** Text follows **

Evaluation Indicators: Order Book Imbalance (OBI and OBI\textsuperscript{(T)})
The Order Book Imbalance (OBI) measure captures the directional skew in event arrivals over a backward-looking window (τ−h,τ]. In addition to standard OBI, the paper introduces an alternative imbalance measure derived solely from signed trade activity, denoted as OBI\textsuperscript{(T)}. This trade-based OBI captures realized directional pressure by tallying buyer-initiated versus seller-initiated transactions within each window.
Experimental Setup and Results
The empirical paper is based on tick-by-tick data for BANKNIFTY futures and selected equities sourced from the Indian National Stock Exchange (NSE). The experiments span three representative trading days, and the evaluation involves varying thresholds for lifetime, modification lag, and modification count.
The results demonstrate that filtering OBI based on observable event structure yields improvements in associative strength, particularly under Pearson correlation and regime-wise cross-correlation. The modification-time filter (MTF) is consistently dominant across these layers. However, gains in causal excitation, as measured by Hawkes norms, remain modest when applied to standard OBI. By contrast, when OBI is reconstructed from trade events alone, filtration yields markedly higher causal excitation scores, particularly under MTF and LF.

** End of Text **
** Supplied records follows **

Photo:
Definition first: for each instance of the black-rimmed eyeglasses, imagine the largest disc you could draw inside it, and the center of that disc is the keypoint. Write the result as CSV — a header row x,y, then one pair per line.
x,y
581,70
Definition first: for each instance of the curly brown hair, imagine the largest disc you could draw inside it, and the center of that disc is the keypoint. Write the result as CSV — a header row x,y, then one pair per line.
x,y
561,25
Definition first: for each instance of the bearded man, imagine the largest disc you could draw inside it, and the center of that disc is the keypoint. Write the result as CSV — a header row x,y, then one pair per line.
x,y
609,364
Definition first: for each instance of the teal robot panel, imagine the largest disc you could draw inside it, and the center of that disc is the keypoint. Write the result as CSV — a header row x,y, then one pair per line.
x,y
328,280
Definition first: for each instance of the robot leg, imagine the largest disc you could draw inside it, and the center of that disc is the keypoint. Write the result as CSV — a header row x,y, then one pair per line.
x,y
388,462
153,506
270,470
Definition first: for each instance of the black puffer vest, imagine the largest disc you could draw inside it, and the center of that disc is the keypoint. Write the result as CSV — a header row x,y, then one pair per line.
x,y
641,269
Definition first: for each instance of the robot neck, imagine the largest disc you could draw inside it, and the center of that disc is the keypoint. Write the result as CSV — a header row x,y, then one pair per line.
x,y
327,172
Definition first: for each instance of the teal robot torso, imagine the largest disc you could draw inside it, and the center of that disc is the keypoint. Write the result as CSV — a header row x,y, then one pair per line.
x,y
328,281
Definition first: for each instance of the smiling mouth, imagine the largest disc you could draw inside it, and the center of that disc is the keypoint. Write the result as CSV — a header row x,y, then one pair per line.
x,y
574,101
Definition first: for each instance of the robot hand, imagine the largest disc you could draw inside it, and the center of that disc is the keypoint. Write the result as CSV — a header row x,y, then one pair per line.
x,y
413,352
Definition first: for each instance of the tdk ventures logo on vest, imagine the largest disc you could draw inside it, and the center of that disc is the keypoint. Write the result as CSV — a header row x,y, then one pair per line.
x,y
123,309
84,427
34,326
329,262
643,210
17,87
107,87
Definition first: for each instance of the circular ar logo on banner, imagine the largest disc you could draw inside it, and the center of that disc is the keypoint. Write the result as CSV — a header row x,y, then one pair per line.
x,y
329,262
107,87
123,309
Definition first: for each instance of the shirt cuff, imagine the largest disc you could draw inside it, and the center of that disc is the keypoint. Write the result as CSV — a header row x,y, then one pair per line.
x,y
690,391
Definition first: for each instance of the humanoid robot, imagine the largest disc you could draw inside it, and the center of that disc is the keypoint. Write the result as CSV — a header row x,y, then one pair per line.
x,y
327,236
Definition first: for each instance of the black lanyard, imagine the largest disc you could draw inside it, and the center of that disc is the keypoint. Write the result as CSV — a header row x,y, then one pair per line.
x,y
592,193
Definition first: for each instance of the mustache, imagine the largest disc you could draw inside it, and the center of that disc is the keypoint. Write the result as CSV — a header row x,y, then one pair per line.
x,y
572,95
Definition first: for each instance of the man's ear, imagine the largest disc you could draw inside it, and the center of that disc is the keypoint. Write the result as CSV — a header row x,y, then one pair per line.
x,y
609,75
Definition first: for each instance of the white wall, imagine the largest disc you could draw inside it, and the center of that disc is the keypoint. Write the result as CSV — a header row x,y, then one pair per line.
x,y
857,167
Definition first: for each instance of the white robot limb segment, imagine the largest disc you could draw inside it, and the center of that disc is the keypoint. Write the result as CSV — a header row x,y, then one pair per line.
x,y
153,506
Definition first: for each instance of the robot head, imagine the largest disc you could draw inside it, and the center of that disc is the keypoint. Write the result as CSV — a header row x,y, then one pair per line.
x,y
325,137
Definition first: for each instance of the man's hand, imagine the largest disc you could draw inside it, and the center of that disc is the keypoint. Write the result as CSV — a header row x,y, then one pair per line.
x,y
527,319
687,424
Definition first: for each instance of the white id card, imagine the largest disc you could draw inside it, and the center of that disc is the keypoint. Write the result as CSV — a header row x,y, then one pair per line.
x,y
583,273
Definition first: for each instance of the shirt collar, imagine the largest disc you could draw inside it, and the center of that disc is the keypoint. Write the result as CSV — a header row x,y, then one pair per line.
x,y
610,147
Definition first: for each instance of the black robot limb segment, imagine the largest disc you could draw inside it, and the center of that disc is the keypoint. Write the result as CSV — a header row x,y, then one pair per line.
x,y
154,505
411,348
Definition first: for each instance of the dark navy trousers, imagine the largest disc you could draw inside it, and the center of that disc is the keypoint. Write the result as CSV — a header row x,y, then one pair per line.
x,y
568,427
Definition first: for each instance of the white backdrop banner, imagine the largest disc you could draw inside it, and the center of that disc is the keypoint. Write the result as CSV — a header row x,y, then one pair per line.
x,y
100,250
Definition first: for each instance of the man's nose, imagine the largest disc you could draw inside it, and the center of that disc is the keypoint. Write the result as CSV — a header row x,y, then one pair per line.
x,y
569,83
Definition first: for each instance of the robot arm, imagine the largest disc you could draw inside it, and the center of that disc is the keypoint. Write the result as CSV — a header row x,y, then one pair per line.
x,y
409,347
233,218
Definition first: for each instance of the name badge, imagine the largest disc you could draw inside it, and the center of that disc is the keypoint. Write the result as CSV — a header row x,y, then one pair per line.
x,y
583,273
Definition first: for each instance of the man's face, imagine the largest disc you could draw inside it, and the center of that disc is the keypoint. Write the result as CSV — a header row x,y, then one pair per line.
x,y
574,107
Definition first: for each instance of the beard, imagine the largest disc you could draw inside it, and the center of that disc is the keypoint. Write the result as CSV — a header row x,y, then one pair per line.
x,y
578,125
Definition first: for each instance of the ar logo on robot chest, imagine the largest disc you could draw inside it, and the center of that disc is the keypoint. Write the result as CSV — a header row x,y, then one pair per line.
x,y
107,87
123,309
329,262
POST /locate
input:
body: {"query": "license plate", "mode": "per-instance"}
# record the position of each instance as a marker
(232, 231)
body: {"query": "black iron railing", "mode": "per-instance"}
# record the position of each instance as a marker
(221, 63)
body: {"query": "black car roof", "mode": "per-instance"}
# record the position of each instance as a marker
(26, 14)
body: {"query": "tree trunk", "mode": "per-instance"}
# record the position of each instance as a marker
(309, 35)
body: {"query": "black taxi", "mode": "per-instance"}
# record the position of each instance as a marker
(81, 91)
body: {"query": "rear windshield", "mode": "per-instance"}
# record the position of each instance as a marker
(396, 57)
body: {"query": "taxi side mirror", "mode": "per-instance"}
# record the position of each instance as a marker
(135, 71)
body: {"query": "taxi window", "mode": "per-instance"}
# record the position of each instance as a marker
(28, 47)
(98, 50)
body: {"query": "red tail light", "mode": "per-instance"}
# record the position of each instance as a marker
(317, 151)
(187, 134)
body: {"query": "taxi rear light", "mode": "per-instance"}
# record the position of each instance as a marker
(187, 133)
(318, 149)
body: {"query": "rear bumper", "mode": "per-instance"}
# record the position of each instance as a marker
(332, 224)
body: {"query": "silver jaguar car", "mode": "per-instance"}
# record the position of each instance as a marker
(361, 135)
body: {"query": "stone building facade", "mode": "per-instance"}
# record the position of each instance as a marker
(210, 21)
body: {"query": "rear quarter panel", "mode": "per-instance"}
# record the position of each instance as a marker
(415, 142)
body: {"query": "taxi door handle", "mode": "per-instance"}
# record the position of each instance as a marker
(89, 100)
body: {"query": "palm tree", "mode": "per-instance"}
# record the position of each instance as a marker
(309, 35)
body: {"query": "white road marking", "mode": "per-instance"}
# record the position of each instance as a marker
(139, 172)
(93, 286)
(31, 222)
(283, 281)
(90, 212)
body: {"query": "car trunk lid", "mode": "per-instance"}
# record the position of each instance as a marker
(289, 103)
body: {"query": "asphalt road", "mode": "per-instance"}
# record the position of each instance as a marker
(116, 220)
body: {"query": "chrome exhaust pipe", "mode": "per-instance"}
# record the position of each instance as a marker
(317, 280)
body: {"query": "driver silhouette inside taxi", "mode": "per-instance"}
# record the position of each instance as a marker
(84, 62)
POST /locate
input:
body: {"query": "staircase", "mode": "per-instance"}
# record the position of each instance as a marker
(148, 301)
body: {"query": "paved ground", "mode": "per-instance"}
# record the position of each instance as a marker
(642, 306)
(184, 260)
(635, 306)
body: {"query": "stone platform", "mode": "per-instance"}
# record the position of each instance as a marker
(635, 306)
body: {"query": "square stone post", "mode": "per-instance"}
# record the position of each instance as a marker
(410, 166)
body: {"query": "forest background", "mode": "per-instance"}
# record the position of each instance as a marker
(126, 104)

** End of Supplied records **
** Supplied records follows **

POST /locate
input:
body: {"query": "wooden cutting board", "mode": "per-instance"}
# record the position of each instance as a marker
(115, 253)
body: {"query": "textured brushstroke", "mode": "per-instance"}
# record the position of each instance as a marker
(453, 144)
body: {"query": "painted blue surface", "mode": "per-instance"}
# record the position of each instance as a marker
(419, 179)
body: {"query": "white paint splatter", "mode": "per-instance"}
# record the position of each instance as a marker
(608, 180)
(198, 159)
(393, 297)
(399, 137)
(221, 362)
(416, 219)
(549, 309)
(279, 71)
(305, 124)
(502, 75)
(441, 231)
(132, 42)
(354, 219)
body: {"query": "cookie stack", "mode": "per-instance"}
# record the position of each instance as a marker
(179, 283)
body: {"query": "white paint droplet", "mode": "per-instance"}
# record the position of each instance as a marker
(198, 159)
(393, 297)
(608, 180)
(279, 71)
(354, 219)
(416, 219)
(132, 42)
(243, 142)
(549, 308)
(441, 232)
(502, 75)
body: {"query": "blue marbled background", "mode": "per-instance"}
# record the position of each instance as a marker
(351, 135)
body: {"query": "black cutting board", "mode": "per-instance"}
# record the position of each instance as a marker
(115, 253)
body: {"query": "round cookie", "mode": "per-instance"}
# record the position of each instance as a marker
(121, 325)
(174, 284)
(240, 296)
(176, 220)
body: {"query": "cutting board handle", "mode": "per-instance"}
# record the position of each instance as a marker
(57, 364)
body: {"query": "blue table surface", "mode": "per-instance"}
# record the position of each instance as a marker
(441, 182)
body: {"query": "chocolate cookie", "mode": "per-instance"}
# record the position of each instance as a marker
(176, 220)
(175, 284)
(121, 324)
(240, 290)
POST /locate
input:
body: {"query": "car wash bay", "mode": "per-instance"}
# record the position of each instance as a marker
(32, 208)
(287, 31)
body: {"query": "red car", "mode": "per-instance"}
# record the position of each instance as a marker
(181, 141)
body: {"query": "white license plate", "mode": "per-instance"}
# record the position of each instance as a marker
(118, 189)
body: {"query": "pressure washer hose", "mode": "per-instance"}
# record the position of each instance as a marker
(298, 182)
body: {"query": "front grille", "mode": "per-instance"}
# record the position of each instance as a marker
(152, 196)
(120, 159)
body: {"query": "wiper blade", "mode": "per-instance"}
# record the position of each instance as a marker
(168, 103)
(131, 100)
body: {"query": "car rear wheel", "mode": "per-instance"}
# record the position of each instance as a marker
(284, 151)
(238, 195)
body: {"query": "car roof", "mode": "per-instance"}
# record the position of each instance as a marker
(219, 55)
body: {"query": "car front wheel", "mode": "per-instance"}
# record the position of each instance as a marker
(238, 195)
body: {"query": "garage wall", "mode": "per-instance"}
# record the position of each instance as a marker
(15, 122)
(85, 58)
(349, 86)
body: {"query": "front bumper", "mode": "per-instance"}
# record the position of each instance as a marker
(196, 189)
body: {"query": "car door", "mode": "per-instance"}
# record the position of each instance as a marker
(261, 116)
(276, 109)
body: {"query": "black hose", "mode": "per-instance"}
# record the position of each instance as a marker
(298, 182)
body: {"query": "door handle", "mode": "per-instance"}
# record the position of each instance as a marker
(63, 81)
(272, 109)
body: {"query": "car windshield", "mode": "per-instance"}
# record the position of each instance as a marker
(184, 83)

** End of Supplied records **

* **Exercise instructions**
1/ List the three thresholds that the order book imbalance excerpt says were varied in the evaluation.
2/ Answer these questions from the order book imbalance excerpt, each in a few words:
(a) Which exchange supplied the tick-by-tick data?
(b) How many trading days do the experiments span?
(c) Which filter is consistently dominant across the associative layers?
3/ For each statement, say whether the order book imbalance excerpt agrees, and quote the words that decide it.
(a) The trade-based imbalance measure uses only signed trade activity.
(b) Filtering standard OBI produces large gains in causal excitation.
(c) The data covers BANKNIFTY futures only.

* **Solutions to each task**
1/
Lifetime
Modification lag
Modification count

2/
(a) The Indian National Stock Exchange (NSE)
(b) Three representative trading days
(c) The modification-time filter (MTF)

3/
(a) Yes: "derived solely from signed trade activity"
(b) No: "gains in causal excitation, as measured by Hawkes norms, remain modest when applied to standard OBI"
(c) No: "tick-by-tick data for BANKNIFTY futures and selected equities"